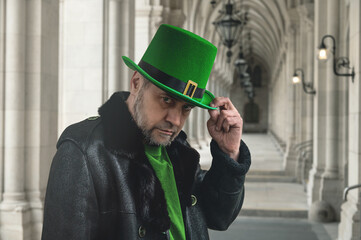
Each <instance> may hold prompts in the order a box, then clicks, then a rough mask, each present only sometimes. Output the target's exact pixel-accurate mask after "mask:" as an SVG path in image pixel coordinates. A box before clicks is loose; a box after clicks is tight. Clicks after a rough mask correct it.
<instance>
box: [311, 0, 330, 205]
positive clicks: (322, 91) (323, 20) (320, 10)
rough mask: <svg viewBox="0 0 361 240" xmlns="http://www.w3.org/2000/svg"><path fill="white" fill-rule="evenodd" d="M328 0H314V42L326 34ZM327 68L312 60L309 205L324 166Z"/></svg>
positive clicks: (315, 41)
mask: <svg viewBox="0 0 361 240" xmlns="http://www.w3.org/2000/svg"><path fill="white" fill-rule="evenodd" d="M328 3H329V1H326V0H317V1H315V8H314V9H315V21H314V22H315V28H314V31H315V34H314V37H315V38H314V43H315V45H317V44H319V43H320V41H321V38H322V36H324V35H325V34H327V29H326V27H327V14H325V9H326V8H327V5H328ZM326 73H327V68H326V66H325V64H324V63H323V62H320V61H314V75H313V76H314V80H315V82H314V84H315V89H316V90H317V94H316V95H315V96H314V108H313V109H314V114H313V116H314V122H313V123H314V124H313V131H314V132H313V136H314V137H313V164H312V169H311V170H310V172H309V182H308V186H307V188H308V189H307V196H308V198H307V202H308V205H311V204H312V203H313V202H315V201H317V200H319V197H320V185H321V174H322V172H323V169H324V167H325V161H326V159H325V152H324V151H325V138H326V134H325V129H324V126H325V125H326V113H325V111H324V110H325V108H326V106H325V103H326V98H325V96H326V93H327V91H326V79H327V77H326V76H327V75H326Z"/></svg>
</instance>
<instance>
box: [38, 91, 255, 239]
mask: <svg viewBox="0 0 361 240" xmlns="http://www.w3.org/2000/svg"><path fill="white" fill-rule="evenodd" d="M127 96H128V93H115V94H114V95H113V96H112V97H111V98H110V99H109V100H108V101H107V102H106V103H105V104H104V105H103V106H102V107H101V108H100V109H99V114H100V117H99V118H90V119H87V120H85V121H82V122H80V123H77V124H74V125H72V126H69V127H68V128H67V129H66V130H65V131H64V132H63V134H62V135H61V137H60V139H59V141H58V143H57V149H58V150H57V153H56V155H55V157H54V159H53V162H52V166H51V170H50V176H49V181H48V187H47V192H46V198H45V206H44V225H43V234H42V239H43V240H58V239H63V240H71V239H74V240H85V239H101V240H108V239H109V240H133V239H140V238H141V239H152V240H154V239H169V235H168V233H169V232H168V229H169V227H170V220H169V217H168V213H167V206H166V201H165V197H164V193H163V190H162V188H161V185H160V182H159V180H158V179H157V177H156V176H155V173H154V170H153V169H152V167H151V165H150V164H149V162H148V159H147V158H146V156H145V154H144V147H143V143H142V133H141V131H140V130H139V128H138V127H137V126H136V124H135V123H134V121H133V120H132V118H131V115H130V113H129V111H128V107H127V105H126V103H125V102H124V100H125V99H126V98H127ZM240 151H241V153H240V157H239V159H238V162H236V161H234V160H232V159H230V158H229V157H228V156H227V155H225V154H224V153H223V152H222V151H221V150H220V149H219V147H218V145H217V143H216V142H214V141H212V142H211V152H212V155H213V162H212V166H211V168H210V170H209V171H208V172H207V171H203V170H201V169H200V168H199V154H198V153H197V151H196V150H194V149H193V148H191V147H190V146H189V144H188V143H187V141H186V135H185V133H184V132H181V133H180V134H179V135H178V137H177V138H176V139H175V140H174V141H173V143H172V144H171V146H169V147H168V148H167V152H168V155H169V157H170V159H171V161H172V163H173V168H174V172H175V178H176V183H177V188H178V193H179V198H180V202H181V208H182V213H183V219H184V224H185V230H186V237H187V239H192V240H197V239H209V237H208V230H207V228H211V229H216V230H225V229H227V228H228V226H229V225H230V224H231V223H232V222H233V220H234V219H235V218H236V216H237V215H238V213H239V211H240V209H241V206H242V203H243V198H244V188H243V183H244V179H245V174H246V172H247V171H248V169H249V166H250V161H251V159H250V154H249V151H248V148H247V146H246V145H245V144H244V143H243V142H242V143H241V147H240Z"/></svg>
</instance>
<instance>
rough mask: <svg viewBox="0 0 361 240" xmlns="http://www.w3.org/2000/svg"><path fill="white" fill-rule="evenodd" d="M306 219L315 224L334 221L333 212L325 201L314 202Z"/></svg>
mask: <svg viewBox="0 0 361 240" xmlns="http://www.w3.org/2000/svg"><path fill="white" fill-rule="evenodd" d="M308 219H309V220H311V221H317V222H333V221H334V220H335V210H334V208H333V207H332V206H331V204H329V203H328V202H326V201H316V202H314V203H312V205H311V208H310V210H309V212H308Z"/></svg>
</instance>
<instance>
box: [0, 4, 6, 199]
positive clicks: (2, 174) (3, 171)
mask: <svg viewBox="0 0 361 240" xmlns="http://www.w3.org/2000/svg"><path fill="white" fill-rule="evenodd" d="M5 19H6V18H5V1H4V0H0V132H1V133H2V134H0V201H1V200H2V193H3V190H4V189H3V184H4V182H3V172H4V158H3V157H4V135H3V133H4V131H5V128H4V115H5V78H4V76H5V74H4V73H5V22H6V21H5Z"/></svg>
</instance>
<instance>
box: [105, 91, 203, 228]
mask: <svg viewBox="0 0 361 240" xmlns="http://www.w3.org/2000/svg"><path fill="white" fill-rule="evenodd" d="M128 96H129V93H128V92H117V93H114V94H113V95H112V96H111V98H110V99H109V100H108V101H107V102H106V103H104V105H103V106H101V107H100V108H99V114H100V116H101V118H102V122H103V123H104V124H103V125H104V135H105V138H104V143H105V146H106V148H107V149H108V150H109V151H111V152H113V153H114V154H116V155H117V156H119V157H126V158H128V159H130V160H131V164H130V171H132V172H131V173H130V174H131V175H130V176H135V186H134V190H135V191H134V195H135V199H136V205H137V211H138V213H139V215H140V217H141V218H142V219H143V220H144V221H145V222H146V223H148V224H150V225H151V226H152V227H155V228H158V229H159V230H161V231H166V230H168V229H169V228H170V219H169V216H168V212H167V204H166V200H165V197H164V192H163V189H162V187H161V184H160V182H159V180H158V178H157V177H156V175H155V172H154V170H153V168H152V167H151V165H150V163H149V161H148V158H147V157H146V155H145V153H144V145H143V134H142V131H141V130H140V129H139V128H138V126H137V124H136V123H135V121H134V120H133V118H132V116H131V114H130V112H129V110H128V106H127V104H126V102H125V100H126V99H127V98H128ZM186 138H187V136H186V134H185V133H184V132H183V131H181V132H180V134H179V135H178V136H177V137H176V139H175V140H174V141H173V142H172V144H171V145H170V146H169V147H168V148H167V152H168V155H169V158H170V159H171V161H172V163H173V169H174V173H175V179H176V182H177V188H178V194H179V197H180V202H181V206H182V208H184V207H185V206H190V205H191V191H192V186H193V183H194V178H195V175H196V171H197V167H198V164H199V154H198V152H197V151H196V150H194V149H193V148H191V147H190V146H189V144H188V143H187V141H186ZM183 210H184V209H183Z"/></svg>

■ ■ ■

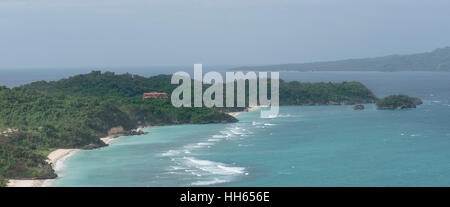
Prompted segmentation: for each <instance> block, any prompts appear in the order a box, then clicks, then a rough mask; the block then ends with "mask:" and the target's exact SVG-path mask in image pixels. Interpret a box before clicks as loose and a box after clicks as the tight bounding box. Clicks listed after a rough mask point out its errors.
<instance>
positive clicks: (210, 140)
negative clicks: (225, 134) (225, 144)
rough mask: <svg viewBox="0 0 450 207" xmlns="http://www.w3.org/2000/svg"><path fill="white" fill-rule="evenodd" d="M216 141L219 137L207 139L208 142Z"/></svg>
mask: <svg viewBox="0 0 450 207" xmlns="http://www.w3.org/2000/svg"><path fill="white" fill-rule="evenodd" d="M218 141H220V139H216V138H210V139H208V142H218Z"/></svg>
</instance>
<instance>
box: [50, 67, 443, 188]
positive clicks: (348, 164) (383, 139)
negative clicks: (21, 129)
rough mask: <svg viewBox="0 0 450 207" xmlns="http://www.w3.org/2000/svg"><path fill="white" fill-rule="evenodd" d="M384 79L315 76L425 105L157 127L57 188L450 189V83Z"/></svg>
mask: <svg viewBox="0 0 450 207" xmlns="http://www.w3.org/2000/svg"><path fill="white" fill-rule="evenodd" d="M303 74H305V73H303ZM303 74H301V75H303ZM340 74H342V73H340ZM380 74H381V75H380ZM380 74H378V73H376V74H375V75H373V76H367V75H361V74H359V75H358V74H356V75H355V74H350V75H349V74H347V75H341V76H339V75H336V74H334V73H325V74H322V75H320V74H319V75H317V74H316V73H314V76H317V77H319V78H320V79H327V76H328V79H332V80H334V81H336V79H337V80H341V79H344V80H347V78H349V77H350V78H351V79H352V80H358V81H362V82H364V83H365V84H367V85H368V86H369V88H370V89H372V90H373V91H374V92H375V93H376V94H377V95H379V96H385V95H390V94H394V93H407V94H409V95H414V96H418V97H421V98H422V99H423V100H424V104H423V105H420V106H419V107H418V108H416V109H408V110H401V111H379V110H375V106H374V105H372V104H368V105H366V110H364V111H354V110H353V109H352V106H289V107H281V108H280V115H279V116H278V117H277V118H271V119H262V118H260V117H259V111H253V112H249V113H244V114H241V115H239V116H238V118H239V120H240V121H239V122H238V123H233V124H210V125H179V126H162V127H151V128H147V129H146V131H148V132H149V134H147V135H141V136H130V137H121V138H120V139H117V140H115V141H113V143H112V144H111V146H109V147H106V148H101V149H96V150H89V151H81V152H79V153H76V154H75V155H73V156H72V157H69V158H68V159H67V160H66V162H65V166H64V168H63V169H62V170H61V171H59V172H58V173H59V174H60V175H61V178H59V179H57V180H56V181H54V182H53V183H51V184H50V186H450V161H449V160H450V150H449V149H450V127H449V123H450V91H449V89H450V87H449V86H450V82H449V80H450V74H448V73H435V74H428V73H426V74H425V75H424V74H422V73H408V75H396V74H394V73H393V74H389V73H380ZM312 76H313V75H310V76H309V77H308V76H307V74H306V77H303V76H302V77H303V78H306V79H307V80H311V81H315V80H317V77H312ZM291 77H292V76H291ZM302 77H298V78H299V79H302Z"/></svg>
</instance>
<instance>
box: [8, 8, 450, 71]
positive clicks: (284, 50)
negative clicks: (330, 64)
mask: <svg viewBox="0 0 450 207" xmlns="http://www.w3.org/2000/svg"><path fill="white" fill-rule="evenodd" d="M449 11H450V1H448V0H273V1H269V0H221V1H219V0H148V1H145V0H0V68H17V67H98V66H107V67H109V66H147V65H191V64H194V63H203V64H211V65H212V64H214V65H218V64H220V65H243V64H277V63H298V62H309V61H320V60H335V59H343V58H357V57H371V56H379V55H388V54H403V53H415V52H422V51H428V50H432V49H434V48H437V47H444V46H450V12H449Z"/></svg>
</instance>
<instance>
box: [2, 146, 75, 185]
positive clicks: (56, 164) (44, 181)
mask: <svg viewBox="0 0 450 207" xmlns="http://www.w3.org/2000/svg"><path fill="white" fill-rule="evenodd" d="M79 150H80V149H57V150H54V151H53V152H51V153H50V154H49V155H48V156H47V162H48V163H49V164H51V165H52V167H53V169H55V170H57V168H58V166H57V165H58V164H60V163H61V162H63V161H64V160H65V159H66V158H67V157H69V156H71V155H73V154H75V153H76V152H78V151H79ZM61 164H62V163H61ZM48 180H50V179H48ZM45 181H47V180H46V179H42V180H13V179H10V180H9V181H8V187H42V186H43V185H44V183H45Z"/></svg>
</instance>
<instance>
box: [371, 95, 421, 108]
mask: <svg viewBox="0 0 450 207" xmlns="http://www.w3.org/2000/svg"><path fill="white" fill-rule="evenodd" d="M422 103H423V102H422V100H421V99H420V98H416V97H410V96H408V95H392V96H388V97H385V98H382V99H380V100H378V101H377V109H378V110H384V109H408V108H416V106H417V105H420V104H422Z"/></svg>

■ ■ ■

Work required → From the material above, retype precisely the lines between the line holding "141L219 137L207 139L208" and the line holding "negative clicks: (21, 129)", inclusive, and nothing beyond them.

Response below →
rough mask: <svg viewBox="0 0 450 207" xmlns="http://www.w3.org/2000/svg"><path fill="white" fill-rule="evenodd" d="M216 141L219 137L207 139L208 142Z"/></svg>
mask: <svg viewBox="0 0 450 207" xmlns="http://www.w3.org/2000/svg"><path fill="white" fill-rule="evenodd" d="M218 141H220V139H216V138H210V139H208V142H218Z"/></svg>
</instance>
<instance>
box: [50, 67, 443, 188]
positive clicks: (348, 164) (383, 139)
negative clicks: (21, 129)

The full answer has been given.